*TASK BRIEF*:
Transcribe every line from the one containing "Can you see the tree?" through the end of the records below, exactly, but not the pictures.
***** GIVEN INFORMATION *****
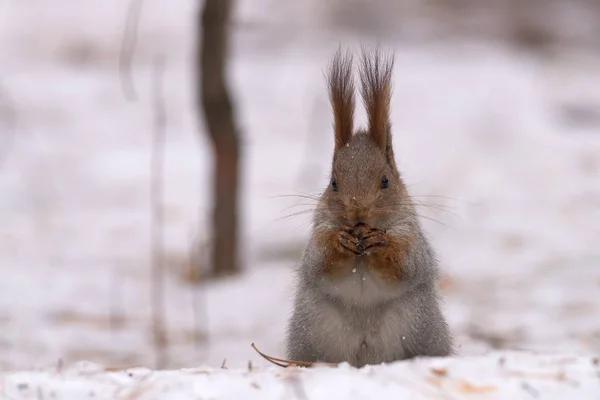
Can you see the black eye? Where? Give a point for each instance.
(384, 182)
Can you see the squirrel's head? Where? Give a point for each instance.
(365, 185)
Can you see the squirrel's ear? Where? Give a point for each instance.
(376, 89)
(341, 95)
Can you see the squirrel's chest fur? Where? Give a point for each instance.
(359, 335)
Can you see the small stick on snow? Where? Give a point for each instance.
(290, 363)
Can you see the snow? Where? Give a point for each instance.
(508, 179)
(497, 375)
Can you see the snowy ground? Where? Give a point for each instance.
(500, 375)
(506, 143)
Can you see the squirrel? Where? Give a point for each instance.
(366, 287)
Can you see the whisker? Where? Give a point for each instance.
(299, 205)
(302, 196)
(295, 214)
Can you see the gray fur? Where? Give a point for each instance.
(356, 317)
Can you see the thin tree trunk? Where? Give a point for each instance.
(219, 115)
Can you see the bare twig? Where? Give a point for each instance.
(281, 362)
(217, 106)
(128, 44)
(156, 167)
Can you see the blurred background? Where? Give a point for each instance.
(109, 249)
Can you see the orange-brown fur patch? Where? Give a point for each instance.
(386, 261)
(336, 257)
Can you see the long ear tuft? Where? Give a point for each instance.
(340, 83)
(376, 89)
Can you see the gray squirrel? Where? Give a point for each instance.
(366, 289)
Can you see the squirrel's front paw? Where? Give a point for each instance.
(348, 241)
(373, 239)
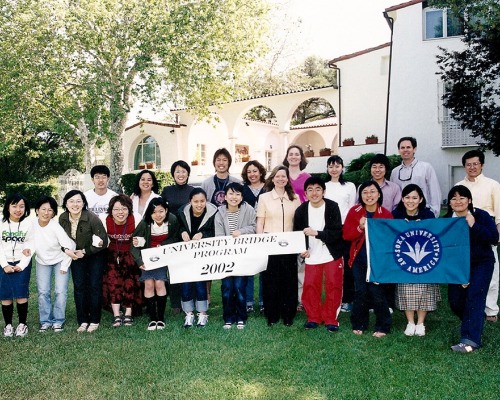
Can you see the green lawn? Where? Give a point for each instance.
(256, 363)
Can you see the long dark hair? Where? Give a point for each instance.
(461, 190)
(137, 189)
(336, 160)
(14, 199)
(288, 187)
(407, 190)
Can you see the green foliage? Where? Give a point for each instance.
(128, 181)
(32, 191)
(471, 75)
(358, 170)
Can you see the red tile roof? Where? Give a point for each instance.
(358, 53)
(403, 5)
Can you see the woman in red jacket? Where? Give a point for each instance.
(370, 206)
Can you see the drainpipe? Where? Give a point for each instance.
(339, 87)
(390, 22)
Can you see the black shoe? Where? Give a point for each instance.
(311, 325)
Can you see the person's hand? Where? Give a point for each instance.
(198, 236)
(310, 232)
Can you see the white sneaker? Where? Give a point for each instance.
(188, 322)
(8, 331)
(202, 320)
(410, 329)
(420, 330)
(22, 330)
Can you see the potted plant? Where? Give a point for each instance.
(348, 142)
(325, 152)
(309, 152)
(372, 139)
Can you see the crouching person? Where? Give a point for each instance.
(320, 220)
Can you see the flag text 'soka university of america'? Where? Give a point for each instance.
(427, 251)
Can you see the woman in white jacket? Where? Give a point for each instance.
(54, 252)
(234, 218)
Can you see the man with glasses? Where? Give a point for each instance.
(418, 172)
(485, 195)
(99, 197)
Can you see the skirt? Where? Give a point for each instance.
(158, 274)
(15, 285)
(417, 296)
(120, 283)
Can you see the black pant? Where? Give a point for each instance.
(279, 288)
(87, 281)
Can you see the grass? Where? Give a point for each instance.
(256, 363)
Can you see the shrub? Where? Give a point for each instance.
(32, 191)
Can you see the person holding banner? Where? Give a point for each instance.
(415, 297)
(370, 206)
(468, 301)
(254, 177)
(197, 221)
(321, 223)
(235, 218)
(279, 281)
(121, 287)
(158, 228)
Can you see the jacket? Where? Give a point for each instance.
(332, 233)
(354, 233)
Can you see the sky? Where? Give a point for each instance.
(332, 28)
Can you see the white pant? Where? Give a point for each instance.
(491, 308)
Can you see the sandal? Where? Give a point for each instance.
(117, 321)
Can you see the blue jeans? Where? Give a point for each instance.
(362, 291)
(51, 314)
(200, 289)
(468, 303)
(250, 289)
(233, 298)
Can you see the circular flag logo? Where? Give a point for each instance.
(417, 251)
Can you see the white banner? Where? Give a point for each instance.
(221, 256)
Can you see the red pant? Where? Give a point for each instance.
(313, 287)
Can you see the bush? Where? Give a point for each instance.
(32, 191)
(128, 181)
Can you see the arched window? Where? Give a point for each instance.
(147, 154)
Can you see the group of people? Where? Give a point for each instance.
(100, 236)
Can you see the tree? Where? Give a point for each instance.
(85, 62)
(472, 75)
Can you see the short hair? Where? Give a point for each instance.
(336, 160)
(196, 191)
(256, 164)
(15, 198)
(72, 193)
(303, 159)
(46, 199)
(157, 201)
(380, 159)
(100, 169)
(366, 184)
(223, 152)
(124, 200)
(461, 190)
(314, 180)
(182, 164)
(409, 138)
(406, 191)
(137, 189)
(471, 154)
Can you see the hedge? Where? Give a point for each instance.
(128, 181)
(32, 191)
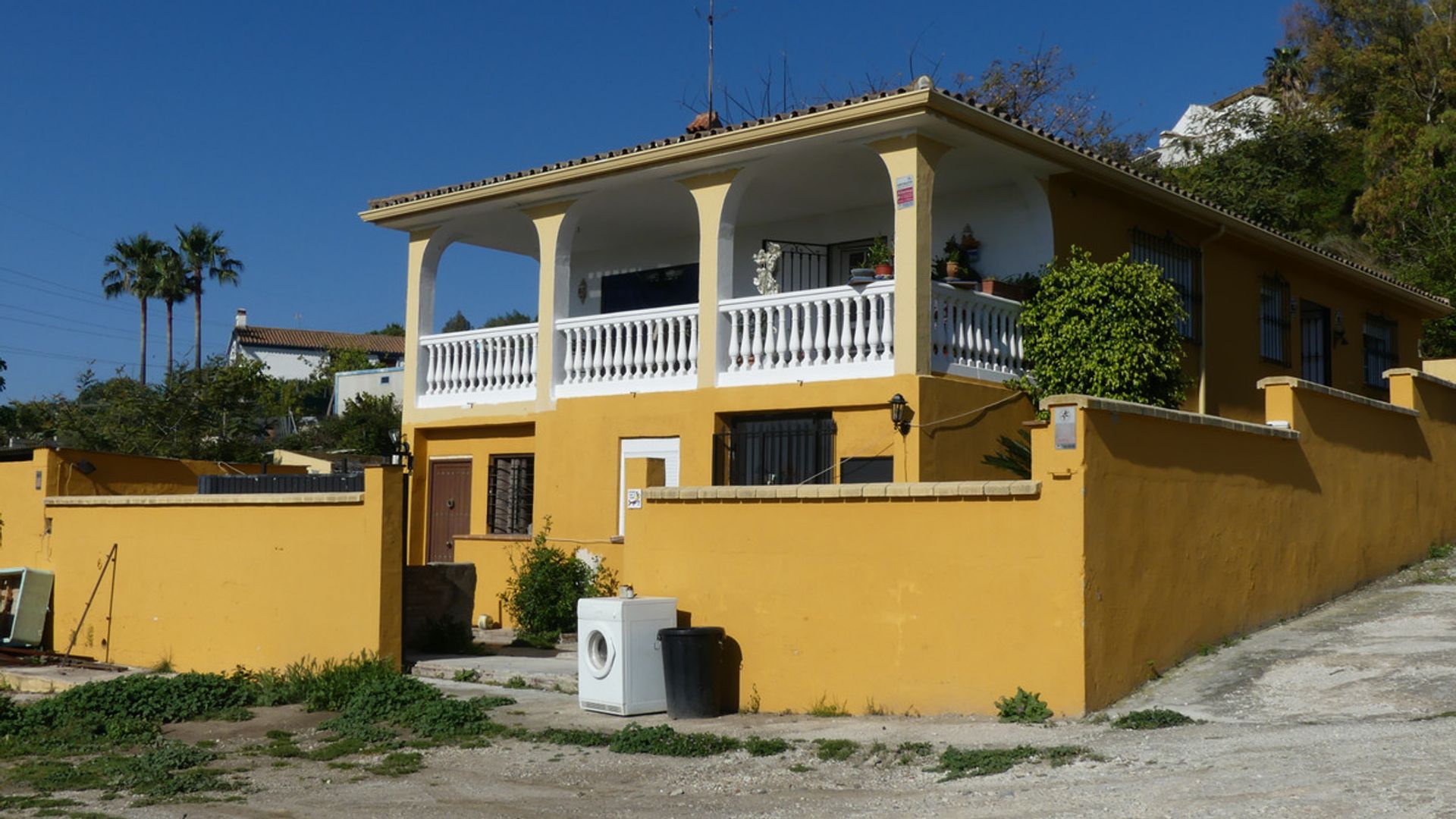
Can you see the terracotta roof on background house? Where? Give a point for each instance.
(319, 340)
(968, 102)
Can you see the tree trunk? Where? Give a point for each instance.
(143, 369)
(197, 319)
(169, 340)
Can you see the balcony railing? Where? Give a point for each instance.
(974, 334)
(481, 365)
(631, 352)
(823, 334)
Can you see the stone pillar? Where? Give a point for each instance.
*****
*WRITTEN ANSWER*:
Can you see the tree? Where? Give a point for each instance.
(85, 62)
(472, 75)
Can you see the short hair? Where? Give a point for each instance.
(336, 160)
(196, 191)
(256, 164)
(15, 198)
(72, 193)
(303, 159)
(46, 199)
(157, 201)
(380, 159)
(100, 169)
(366, 184)
(223, 152)
(124, 200)
(461, 190)
(314, 180)
(182, 164)
(409, 138)
(406, 191)
(137, 189)
(471, 154)
Can you see the hedge? Where? Give a point for each instance.
(128, 181)
(32, 191)
Can you see the terracotta roof on background house? Where? Give a point for each instance.
(319, 340)
(968, 102)
Can you see the tree trunk? Where? Give a point for each instance.
(143, 369)
(197, 319)
(169, 340)
Can you see the balcony railing? Where? Give a point for each instance.
(974, 334)
(481, 365)
(631, 352)
(823, 334)
Can you see the stone pillar? Where? Give a point for each instance.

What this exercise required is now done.